__THE REQUEST__
Reproduce all of the data that follows, character for character.

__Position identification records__
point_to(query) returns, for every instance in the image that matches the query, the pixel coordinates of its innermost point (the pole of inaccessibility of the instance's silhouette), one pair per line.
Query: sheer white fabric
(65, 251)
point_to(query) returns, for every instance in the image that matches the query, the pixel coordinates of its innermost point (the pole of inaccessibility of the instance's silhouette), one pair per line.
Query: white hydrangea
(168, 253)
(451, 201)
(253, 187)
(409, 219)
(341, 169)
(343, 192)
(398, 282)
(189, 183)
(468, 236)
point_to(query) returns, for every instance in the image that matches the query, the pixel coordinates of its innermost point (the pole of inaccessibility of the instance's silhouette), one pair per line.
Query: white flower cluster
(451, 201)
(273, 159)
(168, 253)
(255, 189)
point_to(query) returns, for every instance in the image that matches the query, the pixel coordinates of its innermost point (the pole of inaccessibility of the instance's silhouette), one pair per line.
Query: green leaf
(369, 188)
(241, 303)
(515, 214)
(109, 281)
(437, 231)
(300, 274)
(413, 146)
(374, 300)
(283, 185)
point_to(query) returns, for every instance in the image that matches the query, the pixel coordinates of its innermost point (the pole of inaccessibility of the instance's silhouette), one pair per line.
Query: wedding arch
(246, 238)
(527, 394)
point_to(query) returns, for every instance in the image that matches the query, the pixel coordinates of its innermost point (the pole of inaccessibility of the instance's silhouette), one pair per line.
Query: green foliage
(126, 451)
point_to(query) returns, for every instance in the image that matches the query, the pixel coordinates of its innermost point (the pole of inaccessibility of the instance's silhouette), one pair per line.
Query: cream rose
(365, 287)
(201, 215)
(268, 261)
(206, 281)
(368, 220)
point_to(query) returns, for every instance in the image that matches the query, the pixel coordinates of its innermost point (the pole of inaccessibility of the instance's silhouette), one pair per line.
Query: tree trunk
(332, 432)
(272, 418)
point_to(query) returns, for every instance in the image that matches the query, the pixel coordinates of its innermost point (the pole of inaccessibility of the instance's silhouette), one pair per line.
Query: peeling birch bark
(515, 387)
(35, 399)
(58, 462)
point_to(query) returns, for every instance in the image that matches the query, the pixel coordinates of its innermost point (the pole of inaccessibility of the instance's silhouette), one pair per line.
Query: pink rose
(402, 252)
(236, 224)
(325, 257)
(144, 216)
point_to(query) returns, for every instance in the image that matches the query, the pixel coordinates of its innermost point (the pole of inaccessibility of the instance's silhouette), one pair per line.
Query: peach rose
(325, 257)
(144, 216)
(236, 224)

__REPLY__
point_to(query) returns, for every instance in the image that matches the query, the pixel coordinates of its innermost point (the pole of inaccessibility of the instance's silhouette), one pair per line.
Query: sheer white fabric
(65, 251)
point_to(query) returns, for every instance in the image that matches the query, the pixel coordinates of its innermost point (the pole of inaccessibility of the instance's silhouette), one pair per line.
Query: white hydrangea
(168, 253)
(451, 201)
(253, 187)
(409, 219)
(341, 169)
(343, 192)
(398, 282)
(189, 183)
(468, 236)
point_to(query) returns, for every instance in the image that matches the query, the pixel coordinates of its innermost point (the pole of inaccessibility of the instance's silhouette), one pair per line.
Query: white flower cluster
(451, 201)
(273, 159)
(168, 253)
(255, 189)
point_to(query) returns, for every instance in the image that matches the query, the pixel coordinates of its innermost point (the pole of inaccessibility of the instance's silhouette), one pair per line.
Query: green leaf
(369, 188)
(241, 303)
(515, 214)
(109, 281)
(437, 231)
(300, 274)
(413, 146)
(374, 300)
(283, 185)
point_to(query) returns, for every instance in the image that matches the query, the pixel coordinates of its innermost point (the pole of inaccessibility of the instance's silhouette), one pair per line.
Query: wedding arch
(246, 238)
(527, 394)
point_to(query) returns, for every instance in the image that matches the query, the pixel coordinates of its innermost point (the pole of inaccessibility of the instance's silhouette), one pair per line.
Query: green foliage
(126, 451)
point_to(query) returns, for every instance in the image that matches the query, the pixel coordinates of its innermost point (the pole of inaccessibility of the instance's silhouette), one pair per line.
Query: cream rose
(365, 287)
(201, 215)
(268, 261)
(206, 281)
(368, 220)
point_to(query) returns, for every instance in the image that matches the query, the pixel coordinates of its innermost point (the pole of inaccessibility of the instance's silhouette), one pair per line.
Query: tree trunk
(332, 432)
(272, 418)
point_to(query) returns, for every instance in the image that matches the query, the pixel coordinates of its innermost point (the pole of inaccessibility of the instance's silhouette), one pair per line.
Query: peeling birch bark
(515, 387)
(35, 399)
(58, 462)
point_to(query) returns, for every instance in the image that matches the query, the pixel coordinates of its innermost point (the pole of inaccessibility of the instance's silhouette), one pair per line.
Query: pink rose
(402, 252)
(236, 224)
(325, 257)
(144, 216)
point_to(query) returns, for every instance in the image that matches the query, the pixel coordinates of its innermost point (the pole of inaccessibility of the instance's silhouette), one pair per line.
Query: peach rose
(325, 257)
(144, 216)
(236, 224)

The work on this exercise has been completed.